Problem to solve:
Pick up the article below on the Supreme Court's vaccine-injury ruling after its last sentence and keep writing it.

The U.S. Supreme Court came down firmly on the side of a vaccine manufacturer today, arguing that parents whose teenager daughter was apparently seriously injured by a vaccine she got as a toddler aren't entitled to sue the company. The case was closely watched on all sides  because it challenged the 1986 National Childhood Vaccine Injury Act (NCVIA); that act sought to protect manufacturers from a flood of liability claims—and thereby stabilize the vaccine market—but also preserve a family's right to be compensated for vaccine injuries.
The justices ruled 6-2  in favor of Wyeth, the vaccine maker.
(The 9th justice, Elena Kagan, did not participate because her former office in the Obama Administration had filed a legal brief in the case.) In an opinion joined by five of his colleagues, Antonin Scalia carefully parsed the language of the 1986 act, which didn't mention the specific type of problem the girl's family had raised: a so-called design defect. The parents of Hannah Bruesewitz argued that she had received a "scientifically outmoded" DTP (diphtheria, tetanus, pertussis) vaccine and that Wyeth had decided not to modify it "because it viewed the economic costs as outweighing any potential gain in market share."

Data section:
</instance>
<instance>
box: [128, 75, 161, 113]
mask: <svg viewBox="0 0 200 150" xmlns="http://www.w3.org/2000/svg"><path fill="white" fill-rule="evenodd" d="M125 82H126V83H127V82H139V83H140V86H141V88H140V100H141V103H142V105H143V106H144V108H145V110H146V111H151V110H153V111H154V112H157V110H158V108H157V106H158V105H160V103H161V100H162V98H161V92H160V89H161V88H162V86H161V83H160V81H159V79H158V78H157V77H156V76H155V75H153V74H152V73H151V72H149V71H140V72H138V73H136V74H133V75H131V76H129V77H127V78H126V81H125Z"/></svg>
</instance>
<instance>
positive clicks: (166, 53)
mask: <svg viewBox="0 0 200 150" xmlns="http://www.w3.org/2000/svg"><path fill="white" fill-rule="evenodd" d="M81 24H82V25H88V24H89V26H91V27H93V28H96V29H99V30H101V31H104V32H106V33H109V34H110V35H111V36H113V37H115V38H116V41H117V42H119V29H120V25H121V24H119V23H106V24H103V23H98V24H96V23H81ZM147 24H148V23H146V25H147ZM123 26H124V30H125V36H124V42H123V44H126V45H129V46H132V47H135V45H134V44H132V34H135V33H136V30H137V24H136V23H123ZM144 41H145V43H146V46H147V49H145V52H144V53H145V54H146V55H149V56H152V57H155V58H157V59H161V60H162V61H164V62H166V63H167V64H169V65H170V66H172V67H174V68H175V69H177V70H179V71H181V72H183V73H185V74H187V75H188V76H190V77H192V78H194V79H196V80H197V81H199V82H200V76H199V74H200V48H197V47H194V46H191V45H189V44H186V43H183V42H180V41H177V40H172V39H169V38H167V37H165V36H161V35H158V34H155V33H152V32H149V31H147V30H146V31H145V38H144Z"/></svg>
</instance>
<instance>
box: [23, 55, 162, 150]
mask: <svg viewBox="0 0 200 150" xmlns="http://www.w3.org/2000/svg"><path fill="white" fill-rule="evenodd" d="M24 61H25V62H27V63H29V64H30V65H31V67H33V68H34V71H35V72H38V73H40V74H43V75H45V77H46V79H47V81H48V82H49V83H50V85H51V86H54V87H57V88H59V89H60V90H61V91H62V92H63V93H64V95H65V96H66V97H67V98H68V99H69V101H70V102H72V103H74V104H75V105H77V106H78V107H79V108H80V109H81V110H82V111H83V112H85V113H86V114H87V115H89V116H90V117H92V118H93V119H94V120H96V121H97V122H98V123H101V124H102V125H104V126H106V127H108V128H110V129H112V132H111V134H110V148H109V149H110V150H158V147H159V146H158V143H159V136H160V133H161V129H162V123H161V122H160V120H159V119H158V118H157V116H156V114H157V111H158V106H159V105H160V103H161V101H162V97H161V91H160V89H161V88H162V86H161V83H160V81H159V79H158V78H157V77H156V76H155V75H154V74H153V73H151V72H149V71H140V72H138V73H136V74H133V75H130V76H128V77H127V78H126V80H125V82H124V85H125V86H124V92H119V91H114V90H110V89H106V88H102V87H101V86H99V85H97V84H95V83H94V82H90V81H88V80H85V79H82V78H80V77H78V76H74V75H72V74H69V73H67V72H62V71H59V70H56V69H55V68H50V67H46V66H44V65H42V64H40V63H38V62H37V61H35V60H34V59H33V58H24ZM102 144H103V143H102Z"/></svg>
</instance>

Output below:
The justices on both sides spent pages trying to decide Congress's intentions when it used words such as "avoidable" and clauses such as "even though" in the NCVIA.
"Are manufacturers liable only for failing to employ an alternative design that the FDA has approved for distribution (an approval that it could take years to obtain)? Or does it suffice that a vaccine design has been approved in other countries? Or could there be liability for failure to use a design that exists only in a lab?" Scalia wondered in the brief. Without guidance from Congress to answer these questions, he concluded that "design defects were not mentioned because they are not a basis for liability."
Two justices, Sonia Sotomayor and Ruth Bader Ginsburg, disagreed that this was Congress's plan. In a dissenting opinion, they accused the court of imposing "its own bare policy preferences" to protect vaccine manufacturers and said it was important for companies to be pushed, at times by litigation, to improve on existing vaccines. "Nothing in the text, structure, or legislative history remotely suggests that Congress intended" to prevent this, they wrote.